* Document excerpt *
President Obama will speak from the steps of the Lincoln Memorial later this month as part of the event to commemorate the 50th anniversary of the March on Washington, the White House announced yesterday.

The president will be delivering his address from the very spot where Martin Luther King Jr. delivered his iconic “I Have A Dream” speech.

Entitled  “Let Freedom Ring” and organized by civil rights leaders such as Rev. Al Sharpton and Ben Jealous of the NAACP, the event will highlight jobs and employment. It will also address the murder of  Florida teenager Trayvon Martin and the Supreme Court decision striking down part of the Voting Rights Act, Sharpton has said.

While the White House did not release details of what Obama’s speech may focus on, “it can be expected that it will touch on issues of race and civil rights, including the Supreme Court’s recent decision declaring a key piece of the Voting Rights Act unconstitutional,” according to Politico.

Obama last month stepped up to the podium at the White House and spoke personally and eloquently about race and Trayvon, saying, “Trayvon Martin could have been me 35 years ago.”

The president also blasted the “Stand Your Ground” law, which Attorney General Eric Holder had also criticized earlier in the week. Obama said the country needed to focus more attention on improving the plight of young black males.

Obama explained to the nation why the African-American community reacted with such outrage and pain to the acquittal of Trayvon’s killer George Zimmerman, putting the verdict in the context of the nation’s history of racism and the difficulties black people still face in this country.

It was a moment that television commentators across the airwaves described as “historic.” NBC’s Andrea Mitchell said his comments “gave me chills.”

“You know, when Trayvon Martin was first shot, I said that this could have been my son. Another way of saying that is Trayvon Martin could have been me 35 years ago,” Obama said to a shocked press corps, which hadn’t even been warned that the president would appear at the briefing.

* Dataset records *
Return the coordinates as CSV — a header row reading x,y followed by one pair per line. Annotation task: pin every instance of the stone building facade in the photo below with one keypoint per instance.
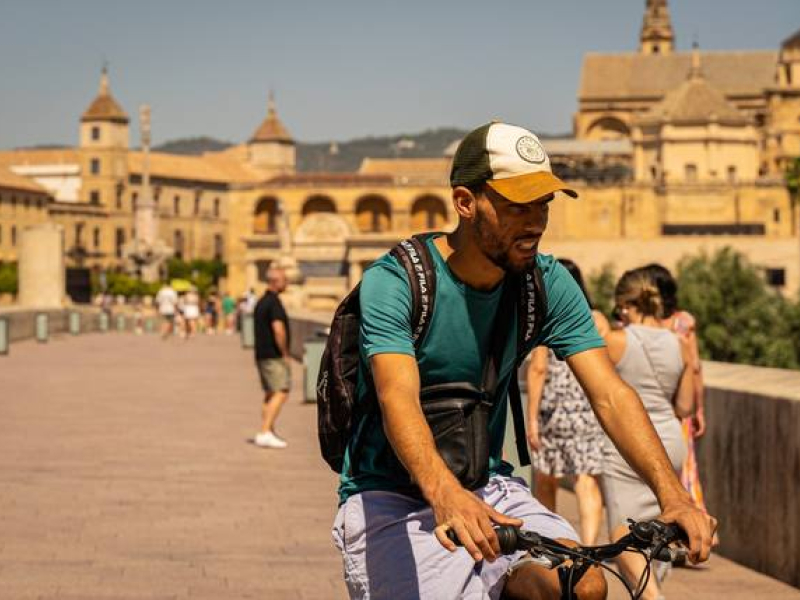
x,y
673,153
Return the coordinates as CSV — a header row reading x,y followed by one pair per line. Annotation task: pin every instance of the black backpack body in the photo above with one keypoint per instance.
x,y
338,410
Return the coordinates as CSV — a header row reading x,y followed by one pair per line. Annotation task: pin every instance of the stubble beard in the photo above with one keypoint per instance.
x,y
496,249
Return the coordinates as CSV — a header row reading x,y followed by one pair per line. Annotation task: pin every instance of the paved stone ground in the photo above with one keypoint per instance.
x,y
126,472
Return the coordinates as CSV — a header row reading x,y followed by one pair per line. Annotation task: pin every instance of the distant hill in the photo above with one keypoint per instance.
x,y
342,156
347,156
339,156
192,146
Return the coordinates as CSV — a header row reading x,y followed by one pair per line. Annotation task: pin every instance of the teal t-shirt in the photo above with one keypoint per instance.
x,y
454,350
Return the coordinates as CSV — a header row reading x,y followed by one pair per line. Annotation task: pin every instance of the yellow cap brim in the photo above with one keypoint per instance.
x,y
530,187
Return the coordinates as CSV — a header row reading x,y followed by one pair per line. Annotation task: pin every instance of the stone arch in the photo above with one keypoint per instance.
x,y
265,215
318,203
608,128
373,214
428,212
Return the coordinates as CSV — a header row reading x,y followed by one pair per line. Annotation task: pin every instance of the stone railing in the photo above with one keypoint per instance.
x,y
22,321
749,458
749,463
305,325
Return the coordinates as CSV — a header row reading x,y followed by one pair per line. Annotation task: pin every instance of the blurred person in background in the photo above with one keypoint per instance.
x,y
229,313
167,303
683,323
191,311
271,328
563,432
656,363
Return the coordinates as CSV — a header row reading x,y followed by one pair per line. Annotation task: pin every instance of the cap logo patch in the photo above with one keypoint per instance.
x,y
530,150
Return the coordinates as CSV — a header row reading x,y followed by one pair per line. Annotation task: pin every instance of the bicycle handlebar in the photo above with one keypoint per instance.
x,y
643,535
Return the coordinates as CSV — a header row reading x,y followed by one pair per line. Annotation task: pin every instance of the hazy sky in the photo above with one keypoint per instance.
x,y
340,69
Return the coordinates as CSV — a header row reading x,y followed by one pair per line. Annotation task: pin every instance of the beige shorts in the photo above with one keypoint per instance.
x,y
274,373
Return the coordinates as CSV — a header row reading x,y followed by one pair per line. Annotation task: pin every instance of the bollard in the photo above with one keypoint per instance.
x,y
248,331
4,336
74,322
42,327
313,347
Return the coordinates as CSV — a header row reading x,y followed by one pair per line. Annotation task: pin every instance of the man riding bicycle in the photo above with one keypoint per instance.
x,y
398,497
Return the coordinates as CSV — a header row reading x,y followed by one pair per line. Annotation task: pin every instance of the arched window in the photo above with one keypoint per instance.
x,y
266,216
373,214
428,213
317,204
608,128
178,244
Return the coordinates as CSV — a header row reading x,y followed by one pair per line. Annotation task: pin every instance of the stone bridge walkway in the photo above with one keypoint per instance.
x,y
126,472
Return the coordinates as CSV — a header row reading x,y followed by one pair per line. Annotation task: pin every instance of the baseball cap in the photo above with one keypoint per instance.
x,y
509,159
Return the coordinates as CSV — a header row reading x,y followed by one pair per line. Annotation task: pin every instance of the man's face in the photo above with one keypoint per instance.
x,y
508,233
277,281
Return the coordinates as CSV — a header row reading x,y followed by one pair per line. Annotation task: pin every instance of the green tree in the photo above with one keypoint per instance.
x,y
9,280
601,289
739,319
204,274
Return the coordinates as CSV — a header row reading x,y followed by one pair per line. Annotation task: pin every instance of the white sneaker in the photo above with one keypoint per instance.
x,y
269,440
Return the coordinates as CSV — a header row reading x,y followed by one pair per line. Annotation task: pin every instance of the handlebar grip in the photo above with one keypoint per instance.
x,y
648,530
506,536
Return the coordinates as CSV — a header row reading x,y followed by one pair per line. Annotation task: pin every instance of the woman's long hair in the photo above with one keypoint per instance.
x,y
667,287
638,288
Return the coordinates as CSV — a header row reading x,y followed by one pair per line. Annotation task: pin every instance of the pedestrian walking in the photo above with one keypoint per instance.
x,y
655,362
409,474
191,312
271,327
229,313
684,324
167,303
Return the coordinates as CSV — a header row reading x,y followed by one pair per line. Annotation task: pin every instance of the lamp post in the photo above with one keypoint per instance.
x,y
4,336
42,327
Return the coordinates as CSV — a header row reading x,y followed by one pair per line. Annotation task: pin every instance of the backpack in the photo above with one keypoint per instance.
x,y
338,412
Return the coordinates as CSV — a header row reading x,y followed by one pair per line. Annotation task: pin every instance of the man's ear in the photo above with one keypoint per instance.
x,y
464,202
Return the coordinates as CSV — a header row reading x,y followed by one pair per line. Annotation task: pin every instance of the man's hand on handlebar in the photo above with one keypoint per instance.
x,y
461,511
698,525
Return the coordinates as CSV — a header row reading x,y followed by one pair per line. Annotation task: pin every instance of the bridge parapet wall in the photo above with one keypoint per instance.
x,y
749,462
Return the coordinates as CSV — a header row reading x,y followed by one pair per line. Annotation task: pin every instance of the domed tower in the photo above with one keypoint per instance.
x,y
657,36
104,134
271,149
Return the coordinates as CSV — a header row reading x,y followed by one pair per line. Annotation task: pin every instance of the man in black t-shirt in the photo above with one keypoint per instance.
x,y
272,352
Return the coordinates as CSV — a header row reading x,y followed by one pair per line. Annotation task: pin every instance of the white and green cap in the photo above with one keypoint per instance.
x,y
509,159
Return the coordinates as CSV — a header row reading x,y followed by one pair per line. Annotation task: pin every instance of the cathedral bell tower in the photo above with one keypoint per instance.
x,y
657,36
103,148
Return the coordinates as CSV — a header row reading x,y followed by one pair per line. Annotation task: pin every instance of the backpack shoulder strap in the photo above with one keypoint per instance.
x,y
415,257
531,309
531,314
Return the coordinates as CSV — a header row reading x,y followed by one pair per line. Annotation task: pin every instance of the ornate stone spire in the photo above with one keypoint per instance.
x,y
104,107
696,72
657,36
271,129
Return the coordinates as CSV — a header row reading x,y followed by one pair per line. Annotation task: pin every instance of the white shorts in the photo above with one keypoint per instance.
x,y
390,551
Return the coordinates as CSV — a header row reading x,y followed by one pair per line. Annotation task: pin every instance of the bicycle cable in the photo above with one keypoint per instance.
x,y
599,563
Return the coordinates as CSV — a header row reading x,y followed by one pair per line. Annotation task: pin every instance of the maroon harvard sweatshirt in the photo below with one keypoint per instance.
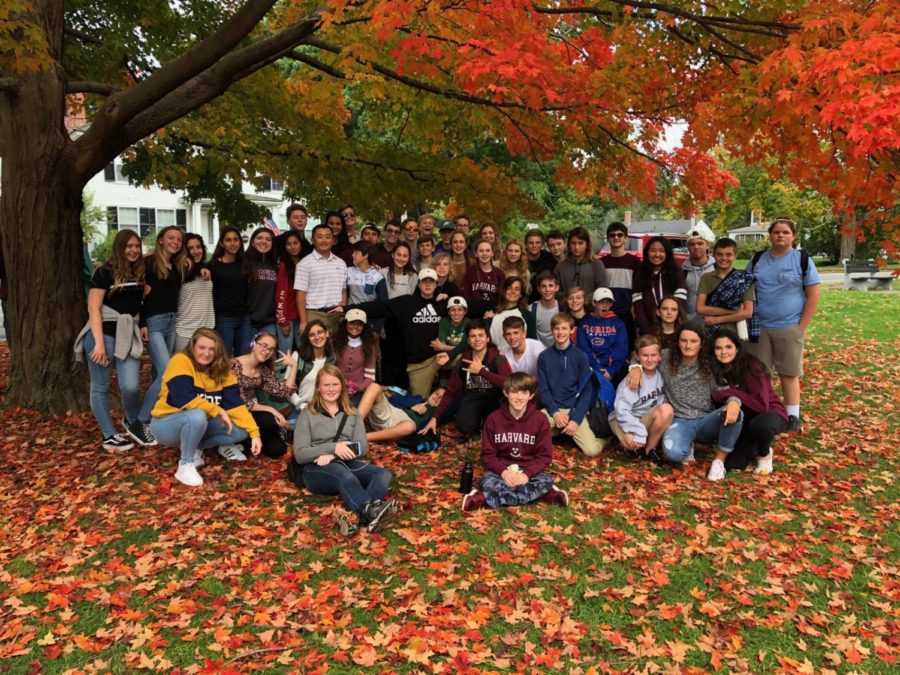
x,y
506,441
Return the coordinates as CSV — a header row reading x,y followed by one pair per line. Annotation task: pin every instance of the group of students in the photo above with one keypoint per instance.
x,y
307,343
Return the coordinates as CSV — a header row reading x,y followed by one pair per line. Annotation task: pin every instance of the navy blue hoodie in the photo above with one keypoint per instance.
x,y
560,377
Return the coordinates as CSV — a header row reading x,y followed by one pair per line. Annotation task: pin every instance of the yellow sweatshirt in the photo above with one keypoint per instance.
x,y
186,388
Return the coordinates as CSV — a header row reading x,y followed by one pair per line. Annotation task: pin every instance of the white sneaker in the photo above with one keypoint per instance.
x,y
764,464
690,459
233,453
716,470
187,474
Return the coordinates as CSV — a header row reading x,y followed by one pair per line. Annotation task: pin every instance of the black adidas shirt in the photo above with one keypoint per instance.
x,y
418,318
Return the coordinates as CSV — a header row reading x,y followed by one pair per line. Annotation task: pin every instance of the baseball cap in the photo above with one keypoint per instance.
x,y
356,315
602,294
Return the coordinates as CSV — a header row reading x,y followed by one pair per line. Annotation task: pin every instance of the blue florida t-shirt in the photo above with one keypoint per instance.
x,y
780,285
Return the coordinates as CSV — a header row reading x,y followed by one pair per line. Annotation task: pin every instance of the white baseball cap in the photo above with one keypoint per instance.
x,y
355,315
602,294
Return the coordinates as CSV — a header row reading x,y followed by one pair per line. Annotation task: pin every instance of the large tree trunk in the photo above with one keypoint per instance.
x,y
39,222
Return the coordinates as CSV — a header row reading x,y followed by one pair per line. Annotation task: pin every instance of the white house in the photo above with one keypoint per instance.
x,y
144,209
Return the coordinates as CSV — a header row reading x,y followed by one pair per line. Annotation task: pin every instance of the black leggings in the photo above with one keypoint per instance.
x,y
755,439
270,434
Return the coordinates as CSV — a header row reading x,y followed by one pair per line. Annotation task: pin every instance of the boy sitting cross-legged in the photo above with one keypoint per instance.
x,y
516,451
640,418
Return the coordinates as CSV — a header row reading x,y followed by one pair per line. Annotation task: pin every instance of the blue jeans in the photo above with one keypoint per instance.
x,y
235,332
289,343
355,481
192,429
128,372
160,344
683,432
6,321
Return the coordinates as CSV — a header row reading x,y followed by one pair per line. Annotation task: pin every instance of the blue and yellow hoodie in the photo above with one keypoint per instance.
x,y
185,388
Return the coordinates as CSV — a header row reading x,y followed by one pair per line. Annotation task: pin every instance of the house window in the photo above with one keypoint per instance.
x,y
272,185
147,221
165,217
128,218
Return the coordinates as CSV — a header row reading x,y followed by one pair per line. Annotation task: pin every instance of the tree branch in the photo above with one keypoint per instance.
x,y
122,107
735,23
81,35
408,81
76,87
113,131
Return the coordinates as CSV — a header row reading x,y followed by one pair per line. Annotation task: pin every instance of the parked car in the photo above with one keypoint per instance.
x,y
636,242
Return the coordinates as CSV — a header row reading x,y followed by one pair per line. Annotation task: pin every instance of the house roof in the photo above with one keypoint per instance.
x,y
749,229
663,226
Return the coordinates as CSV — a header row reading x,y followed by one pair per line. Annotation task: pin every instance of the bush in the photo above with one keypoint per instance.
x,y
101,252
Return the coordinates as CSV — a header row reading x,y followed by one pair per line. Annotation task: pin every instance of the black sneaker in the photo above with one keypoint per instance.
x,y
141,433
377,513
118,443
346,526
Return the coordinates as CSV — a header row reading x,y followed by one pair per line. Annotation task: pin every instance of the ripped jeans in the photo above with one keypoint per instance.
x,y
683,431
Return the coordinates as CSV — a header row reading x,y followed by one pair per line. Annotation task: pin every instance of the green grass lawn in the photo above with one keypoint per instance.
x,y
108,564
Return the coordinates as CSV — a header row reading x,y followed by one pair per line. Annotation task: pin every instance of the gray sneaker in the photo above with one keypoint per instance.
x,y
377,513
141,433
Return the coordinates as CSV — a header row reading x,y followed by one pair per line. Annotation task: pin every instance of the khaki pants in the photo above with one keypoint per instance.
x,y
620,433
421,376
584,438
330,319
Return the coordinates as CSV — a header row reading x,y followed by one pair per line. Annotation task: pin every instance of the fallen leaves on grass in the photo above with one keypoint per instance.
x,y
106,563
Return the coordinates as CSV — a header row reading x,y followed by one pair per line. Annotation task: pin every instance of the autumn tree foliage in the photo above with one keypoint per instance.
x,y
385,101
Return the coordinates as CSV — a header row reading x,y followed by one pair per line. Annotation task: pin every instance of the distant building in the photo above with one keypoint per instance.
x,y
146,209
755,232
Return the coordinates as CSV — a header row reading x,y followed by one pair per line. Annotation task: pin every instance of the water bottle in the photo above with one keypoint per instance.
x,y
466,477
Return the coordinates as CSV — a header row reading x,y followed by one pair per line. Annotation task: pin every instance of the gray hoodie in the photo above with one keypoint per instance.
x,y
692,274
314,434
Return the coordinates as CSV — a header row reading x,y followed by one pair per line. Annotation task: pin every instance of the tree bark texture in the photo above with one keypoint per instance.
x,y
42,245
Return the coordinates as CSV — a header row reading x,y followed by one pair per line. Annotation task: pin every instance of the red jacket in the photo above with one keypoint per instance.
x,y
285,298
756,394
506,441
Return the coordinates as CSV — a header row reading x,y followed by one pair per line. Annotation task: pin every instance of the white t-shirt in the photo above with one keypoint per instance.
x,y
527,362
308,383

* Your goal *
Continue the news article about President Obama's planned speech for the 50th anniversary of the March on Washington, starting right after its final sentence.

* Result below *
“And when you think about why, in the African-American community at least, there’s a lot of pain around what happened here, I think it’s important to recognize that the African-American community is looking at this issue through a set of experiences and a history that—that doesn’t go away. There are very few African-American men in this country who haven’t had the experience of being followed when they were shopping in a department store. That includes me. And there are very few African-American men who haven’t had the experience of walking across the street and hearing the locks click on the doors of cars. That happens to me, at least before I was a senator. There are very few African-Americans who haven’t had the experience of getting on an elevator and a woman clutching her purse nervously and holding her breath until she had a chance to get off. That happens often.”

Rep. John Lewis, who is the only surviving speaker from the 1963 March on Washington, will also be addressing the crowd.

“I feel like I have an obligation to go there,” Lewis told the Guardian. “The people that I marched with, that I worked with, are all gone. Many of them are gone. So I have to represent them.”